======== Material for this exercise ========

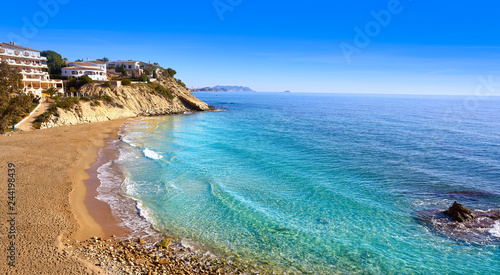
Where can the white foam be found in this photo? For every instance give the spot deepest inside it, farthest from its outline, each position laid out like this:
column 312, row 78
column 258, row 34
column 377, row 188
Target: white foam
column 495, row 231
column 152, row 154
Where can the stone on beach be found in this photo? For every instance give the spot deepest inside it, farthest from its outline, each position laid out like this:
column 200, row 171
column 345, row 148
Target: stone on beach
column 459, row 213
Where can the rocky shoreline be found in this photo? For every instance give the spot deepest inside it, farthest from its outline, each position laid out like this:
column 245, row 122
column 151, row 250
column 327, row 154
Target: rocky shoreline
column 150, row 256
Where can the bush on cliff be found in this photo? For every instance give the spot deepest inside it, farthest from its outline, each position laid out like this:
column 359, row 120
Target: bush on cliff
column 144, row 78
column 13, row 102
column 84, row 80
column 166, row 93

========

▶ _Directions for this task_: Above are records with pictures; repeat them exactly, but without the pictures.

▶ _Response for this exercise_:
Where can the white foam be found in this photo? For every instance give the spot deepest inside it, farthest from its outline, each position laid out like this:
column 312, row 78
column 258, row 34
column 377, row 188
Target: white foam
column 495, row 231
column 152, row 154
Where can the stone on beach be found in this photo? For every instance give the spot deepest inside it, farthest from its outline, each position laid out like this:
column 200, row 171
column 345, row 148
Target: stone on beach
column 459, row 213
Where can the rocky shoreline be found in this photo? For every instance give the spot deepest inside it, farthest from its outline, each position laid out like this:
column 245, row 122
column 151, row 250
column 327, row 154
Target: rocky shoreline
column 150, row 256
Where can the bush on cliff be found in this photo? For every instance give the spot deepest inside it, farthest from its outline, each position laid out like this:
column 359, row 120
Target: bush on cliff
column 144, row 78
column 13, row 102
column 84, row 80
column 166, row 93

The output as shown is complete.